Given instruction: Rewrite every line of the entries from the line with "of the open" up to and including the last line, review notes included, and shift each marked-point coordinate by -132.

Dataset content:
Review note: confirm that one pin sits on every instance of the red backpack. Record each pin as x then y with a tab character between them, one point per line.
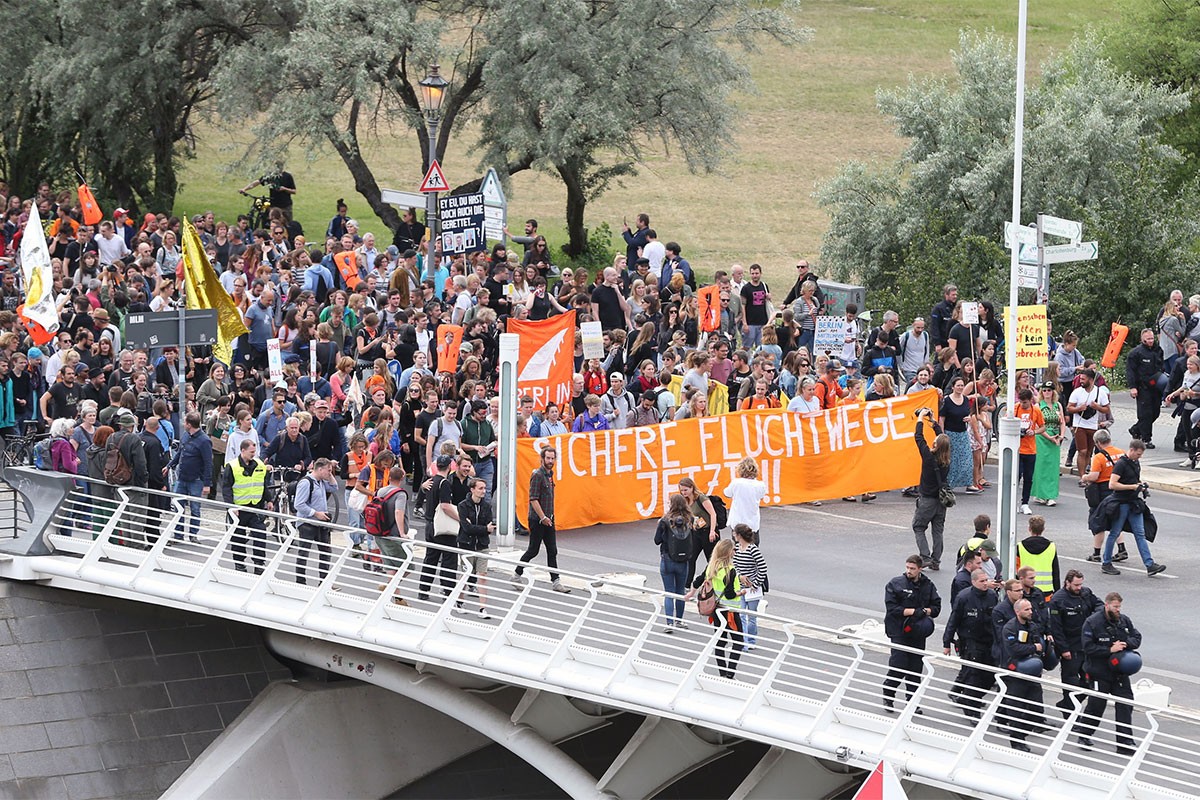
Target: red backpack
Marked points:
379	516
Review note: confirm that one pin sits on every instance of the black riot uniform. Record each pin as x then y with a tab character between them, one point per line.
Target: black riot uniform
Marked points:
1068	612
1101	631
970	619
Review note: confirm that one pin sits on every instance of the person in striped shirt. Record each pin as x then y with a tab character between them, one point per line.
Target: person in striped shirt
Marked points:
751	567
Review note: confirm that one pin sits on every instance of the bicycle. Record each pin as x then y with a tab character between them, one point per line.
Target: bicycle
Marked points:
19	451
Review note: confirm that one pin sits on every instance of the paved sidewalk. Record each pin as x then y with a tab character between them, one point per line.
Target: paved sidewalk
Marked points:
1159	467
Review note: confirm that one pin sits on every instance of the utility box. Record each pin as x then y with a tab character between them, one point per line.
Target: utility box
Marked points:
839	294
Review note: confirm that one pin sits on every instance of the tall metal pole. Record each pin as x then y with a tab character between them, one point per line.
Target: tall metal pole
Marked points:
433	120
1009	426
507	451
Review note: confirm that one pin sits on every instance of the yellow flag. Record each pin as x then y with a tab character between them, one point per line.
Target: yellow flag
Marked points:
204	290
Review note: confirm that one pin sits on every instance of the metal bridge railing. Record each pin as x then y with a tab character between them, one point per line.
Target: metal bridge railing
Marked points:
802	686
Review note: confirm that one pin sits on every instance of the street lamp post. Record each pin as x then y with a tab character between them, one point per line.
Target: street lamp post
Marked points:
1009	426
433	89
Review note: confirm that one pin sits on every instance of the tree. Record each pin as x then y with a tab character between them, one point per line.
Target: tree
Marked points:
1092	152
605	76
103	95
582	86
1157	42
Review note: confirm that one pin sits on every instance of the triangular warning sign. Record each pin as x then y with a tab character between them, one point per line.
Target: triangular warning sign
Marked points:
882	785
435	179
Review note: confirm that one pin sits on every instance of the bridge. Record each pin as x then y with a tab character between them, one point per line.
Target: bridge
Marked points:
810	695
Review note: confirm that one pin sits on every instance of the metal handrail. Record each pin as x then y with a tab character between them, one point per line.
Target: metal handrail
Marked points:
589	643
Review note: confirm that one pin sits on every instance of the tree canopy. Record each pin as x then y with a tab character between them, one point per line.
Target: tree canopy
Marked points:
1093	152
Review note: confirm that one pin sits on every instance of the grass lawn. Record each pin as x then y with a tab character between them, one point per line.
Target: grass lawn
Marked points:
813	110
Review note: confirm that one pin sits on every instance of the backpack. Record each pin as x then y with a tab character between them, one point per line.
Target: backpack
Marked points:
42	458
720	510
679	542
706	599
378	516
118	469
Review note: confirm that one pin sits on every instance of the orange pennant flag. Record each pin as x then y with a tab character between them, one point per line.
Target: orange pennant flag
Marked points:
709	299
91	212
348	266
449	341
546	359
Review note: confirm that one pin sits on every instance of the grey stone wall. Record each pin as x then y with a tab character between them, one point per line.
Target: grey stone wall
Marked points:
108	698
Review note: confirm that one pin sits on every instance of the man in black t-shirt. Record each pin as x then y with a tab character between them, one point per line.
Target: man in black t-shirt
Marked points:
755	296
1126	485
61	401
609	305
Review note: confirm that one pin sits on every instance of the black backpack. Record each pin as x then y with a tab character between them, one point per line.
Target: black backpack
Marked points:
678	542
720	510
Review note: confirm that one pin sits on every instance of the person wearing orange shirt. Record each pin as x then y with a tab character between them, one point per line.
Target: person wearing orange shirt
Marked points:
1032	423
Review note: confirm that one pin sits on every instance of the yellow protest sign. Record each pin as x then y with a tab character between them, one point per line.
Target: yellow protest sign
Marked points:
1030	348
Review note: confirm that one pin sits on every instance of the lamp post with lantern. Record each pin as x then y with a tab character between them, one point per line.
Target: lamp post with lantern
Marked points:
433	89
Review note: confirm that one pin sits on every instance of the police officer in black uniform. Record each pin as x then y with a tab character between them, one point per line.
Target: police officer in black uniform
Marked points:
1020	711
971	620
1107	633
912	602
1069	608
1144	365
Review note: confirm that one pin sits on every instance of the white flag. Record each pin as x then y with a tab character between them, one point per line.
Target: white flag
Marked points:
35	265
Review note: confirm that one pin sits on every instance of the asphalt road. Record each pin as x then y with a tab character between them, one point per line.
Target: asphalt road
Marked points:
828	565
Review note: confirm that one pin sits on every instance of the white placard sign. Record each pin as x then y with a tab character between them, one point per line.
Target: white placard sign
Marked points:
593	340
829	335
970	313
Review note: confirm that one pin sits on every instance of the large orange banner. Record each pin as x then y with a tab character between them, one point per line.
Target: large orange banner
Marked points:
546	359
612	476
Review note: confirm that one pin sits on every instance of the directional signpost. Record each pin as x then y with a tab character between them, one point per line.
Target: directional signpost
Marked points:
1035	257
496	206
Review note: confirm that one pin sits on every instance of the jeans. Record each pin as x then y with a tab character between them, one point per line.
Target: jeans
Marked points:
1126	511
354	521
750	621
193	488
485	469
1025	464
675	582
539	534
929	511
311	535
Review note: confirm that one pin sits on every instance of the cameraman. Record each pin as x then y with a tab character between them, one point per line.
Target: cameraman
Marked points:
281	186
1129	493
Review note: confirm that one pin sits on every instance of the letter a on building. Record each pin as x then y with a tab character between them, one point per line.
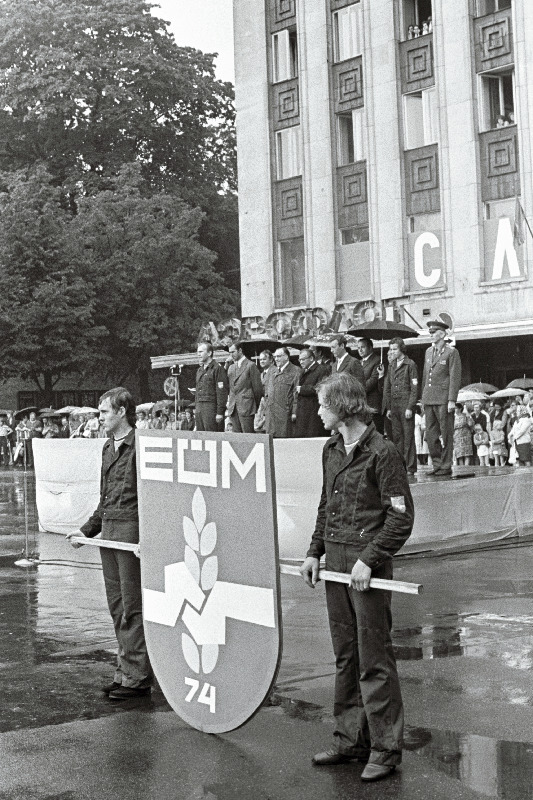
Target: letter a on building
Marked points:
210	574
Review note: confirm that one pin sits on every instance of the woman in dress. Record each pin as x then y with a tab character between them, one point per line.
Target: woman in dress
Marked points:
462	435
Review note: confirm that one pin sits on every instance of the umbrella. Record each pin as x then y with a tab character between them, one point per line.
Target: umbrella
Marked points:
509	392
466	396
146	407
384	329
521	383
25	411
485	388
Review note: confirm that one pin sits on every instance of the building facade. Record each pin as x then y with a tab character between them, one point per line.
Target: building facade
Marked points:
385	169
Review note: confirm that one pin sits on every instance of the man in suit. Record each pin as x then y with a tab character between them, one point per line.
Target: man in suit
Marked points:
281	395
344	362
308	423
399	401
374	392
245	390
440	387
211	391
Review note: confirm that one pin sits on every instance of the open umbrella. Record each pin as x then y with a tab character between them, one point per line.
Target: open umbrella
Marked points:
25	411
466	396
384	329
508	392
521	383
486	388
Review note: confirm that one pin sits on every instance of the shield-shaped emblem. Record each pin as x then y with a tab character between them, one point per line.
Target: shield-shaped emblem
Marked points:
210	574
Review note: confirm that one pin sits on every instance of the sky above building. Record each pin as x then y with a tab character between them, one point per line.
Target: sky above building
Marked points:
204	24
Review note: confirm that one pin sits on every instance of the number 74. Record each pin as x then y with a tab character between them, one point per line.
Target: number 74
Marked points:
207	694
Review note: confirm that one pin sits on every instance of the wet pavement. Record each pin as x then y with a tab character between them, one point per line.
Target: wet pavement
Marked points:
465	651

Output for this exercise:
Review note: confirm that one pin sits on every instance of the open umbrella. Record each pin as x then y with a tab character between them, one point per line.
Target: open umbrella
Marked points:
-107	279
334	264
252	197
376	260
389	251
354	256
Review note: confirm that one pin sits on every instance of the shield-shaped emblem. Record each pin as x then y with a tab character between them, one point per line.
Target: shield-shaped emblem
Marked points:
78	442
Review note: confirm that one pin sits on every instance of the sky above building. Record each pin as x then y with a tab character between them, one point per line.
Target: sky above building
Marked points:
72	-108
Review note: confirm that one pin sits on every instance of the number 74. Record each pin as x then y with a tab character between them, one point per line.
Target: number 74
Marked points:
75	562
Review note: confirm that one pin sits on every instance of the wet pavement. Record each pin as x then y with a tab character between them, one point per line.
Target: wet pavement
Marked points:
333	519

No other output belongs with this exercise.